## [Фрагмент источника]
>>>>

Как замечательно называли его комментаторы 41-го испанского канала — «гран архитектор»! Восемь лет назад великий архитектор Марадона в одиночку выиграл чемпионат мира, а такого не удавалось никому. И это была победа красоты: игра Марадоны больше всего похожа на корриду. Со стороны выглядит так: сближение, тела сплелись, и вот уже Марадона несется к воротам, а у защитника в холке торчит рукоять шпаги. Он работает в предельной близости к противнику, на тончайшей грани срыва, но — не срываясь. Провалы у Марадоны другого свойства. Со всеми своими наркотиками, невнятными внебрачными детьми, склоками с тренерами, излишествами и вечной борьбой с лишним весом, он — живой человек. В нем есть та иррациональная мера безответственности, которая позволяет решить: государство — это я. И повести команду. Он — герой. И вот его прогнали за то, что наглотался эфедрина (что-то почти безобидное, помню, продавалось в аптеках по дыхательной части). Герои исчезают, идет нивелировка и размывание.
Тотальный футбол, откровение спортивной красоты, впервые примененный в 70-е голландцами, выродился в ровный слой малоотличимых друг от друга крепких профессионалов. Исчезли даже игровые амплуа. Журналисты замучились — как кого называть. «Игрок средней линии поля»! Один вратарь пока еще выделяется.
Что говорить — это общекультурная тенденция, и в этом смысле футбол идет в русле всей мировой цивилизации. После ухода Тэтчер и смерти Ким Ир Сена ни в одной стране нет лидера, которому подошел бы русский перевод этого слова — вождь. Разве что Саддаму Хусейну. Суперпрофессионал Спилберг полностью вытеснил поэта Феллини. Голливуд побеждает авторское кино.
Все так, но не забудем, что у спорта несколько иные цели. Он изначально не только энтертейнмент, его игра — особая, сродни военным играм и рыцарским турнирам. В искусстве все победы — условные: дали премию, можно спорить или соглашаться. Но когда счет идет на голы, очки и секунды — это другое дело.
Первенство мира смотрели два миллиарда человек чуть не в двухстах странах мира. И это не просто зрители, а трепещущие и визжащие люди, падающие в обмороке у подножия телевизора. Спорт, в быту заменяющий войну, — это не концерты и кино. Еще более страстные толпы собрали бы, конечно, гладиаторские бои, но тут мешают разные гуманитарные институты: Декларация прав человека, презумпция невиновности, вегетарианство. Приходится идти на подмену, вместо мечей — мячи.
И из всех спортивных зрелищ главные — игровые, где идет рать на рать: нос к носу, кость в кость. Где общая драма сражения складывается как сумма поединков. Поэтому безнадежен в смысле тотальной популярности, скажем, волейбол: сетка сводит на нет бурю страстей — не пнешь соперника, не укусишь в плечо, не прошепчешь на ухо пошлый мадригал.

<<<<

## [Записи данных]
>>>>

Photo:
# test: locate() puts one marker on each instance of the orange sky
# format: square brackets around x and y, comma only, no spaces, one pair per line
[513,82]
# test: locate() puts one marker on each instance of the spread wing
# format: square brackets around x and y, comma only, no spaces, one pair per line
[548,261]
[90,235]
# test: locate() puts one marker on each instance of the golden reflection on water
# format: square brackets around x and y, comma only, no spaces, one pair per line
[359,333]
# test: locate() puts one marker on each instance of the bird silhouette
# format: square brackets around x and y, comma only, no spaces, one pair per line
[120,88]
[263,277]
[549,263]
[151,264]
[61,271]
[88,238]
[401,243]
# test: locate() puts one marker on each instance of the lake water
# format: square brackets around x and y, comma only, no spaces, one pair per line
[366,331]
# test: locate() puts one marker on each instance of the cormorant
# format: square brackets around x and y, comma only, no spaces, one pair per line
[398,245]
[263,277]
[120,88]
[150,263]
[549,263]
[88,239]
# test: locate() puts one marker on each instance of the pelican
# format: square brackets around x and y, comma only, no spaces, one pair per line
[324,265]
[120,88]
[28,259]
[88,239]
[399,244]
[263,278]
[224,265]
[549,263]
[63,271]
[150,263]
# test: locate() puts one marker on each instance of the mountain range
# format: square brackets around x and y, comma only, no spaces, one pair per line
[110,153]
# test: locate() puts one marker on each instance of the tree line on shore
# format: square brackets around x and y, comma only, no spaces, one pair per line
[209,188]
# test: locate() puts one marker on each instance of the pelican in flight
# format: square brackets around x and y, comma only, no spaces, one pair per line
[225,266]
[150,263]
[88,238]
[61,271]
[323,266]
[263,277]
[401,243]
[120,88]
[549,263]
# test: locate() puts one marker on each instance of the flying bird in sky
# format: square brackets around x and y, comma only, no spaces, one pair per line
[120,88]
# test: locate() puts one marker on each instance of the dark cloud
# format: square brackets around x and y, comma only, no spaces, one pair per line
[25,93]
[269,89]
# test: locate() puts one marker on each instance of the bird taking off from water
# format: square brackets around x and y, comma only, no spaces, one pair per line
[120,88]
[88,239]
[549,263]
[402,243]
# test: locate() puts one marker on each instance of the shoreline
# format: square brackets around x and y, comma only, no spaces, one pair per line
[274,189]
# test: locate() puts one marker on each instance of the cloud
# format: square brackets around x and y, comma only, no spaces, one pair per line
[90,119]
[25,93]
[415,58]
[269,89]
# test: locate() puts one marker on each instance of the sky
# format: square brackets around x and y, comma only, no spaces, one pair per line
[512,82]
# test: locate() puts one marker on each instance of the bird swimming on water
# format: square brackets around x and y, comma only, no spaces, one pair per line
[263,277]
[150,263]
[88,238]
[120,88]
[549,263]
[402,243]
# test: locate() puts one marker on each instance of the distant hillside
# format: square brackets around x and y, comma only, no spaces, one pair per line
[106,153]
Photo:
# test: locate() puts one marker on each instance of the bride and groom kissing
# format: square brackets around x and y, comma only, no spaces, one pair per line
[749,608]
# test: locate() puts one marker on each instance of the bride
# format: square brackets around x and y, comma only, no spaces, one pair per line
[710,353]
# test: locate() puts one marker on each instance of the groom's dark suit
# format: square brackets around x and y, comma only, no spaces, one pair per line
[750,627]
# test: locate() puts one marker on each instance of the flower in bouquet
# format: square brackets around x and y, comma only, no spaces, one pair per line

<<<<

## [Инструкции к заданиям]
**A.** Перепишите без изменений фрагмент текста о футболе, который начинается словами «Все так, но» и заканчивается словами «это другое дело.».
**B.** Оформите в виде таблицы Markdown со столбцами «Номер» и «Строка записи» только часть записей: от строки, содержащей «instance of the sky», до конца записей включительно. Пустые строки в таблицу не включайте.

## [Ответы к заданиям]
**A.**
Все так, но не забудем, что у спорта несколько иные цели. Он изначально не только энтертейнмент, его игра — особая, сродни военным играм и рыцарским турнирам. В искусстве все победы — условные: дали премию, можно спорить или соглашаться. Но когда счет идет на голы, очки и секунды — это другое дело.

**B.**
| Номер | Строка записи |
|---|---|
| 1 | # test: locate() puts one marker on each instance of the sky |
| 2 | # format: square brackets around x and y, comma only, no spaces, one pair per line |
| 3 | [512,82] |
| 4 | # test: locate() puts one marker on each instance of the bird swimming on water |
| 5 | # format: square brackets around x and y, comma only, no spaces, one pair per line |
| 6 | [263,277] |
| 7 | [150,263] |
| 8 | [88,238] |
| 9 | [120,88] |
| 10 | [549,263] |
| 11 | [402,243] |
| 12 | # test: locate() puts one marker on each instance of the distant hillside |
| 13 | # format: square brackets around x and y, comma only, no spaces, one pair per line |
| 14 | [106,153] |
| 15 | Photo: |
| 16 | # test: locate() puts one marker on each instance of the bride and groom kissing |
| 17 | # format: square brackets around x and y, comma only, no spaces, one pair per line |
| 18 | [749,608] |
| 19 | # test: locate() puts one marker on each instance of the bride |
| 20 | # format: square brackets around x and y, comma only, no spaces, one pair per line |
| 21 | [710,353] |
| 22 | # test: locate() puts one marker on each instance of the groom's dark suit |
| 23 | # format: square brackets around x and y, comma only, no spaces, one pair per line |
| 24 | [750,627] |
| 25 | # test: locate() puts one marker on each instance of the flower in bouquet |
| 26 | # format: square brackets around x and y, comma only, no spaces, one pair per line |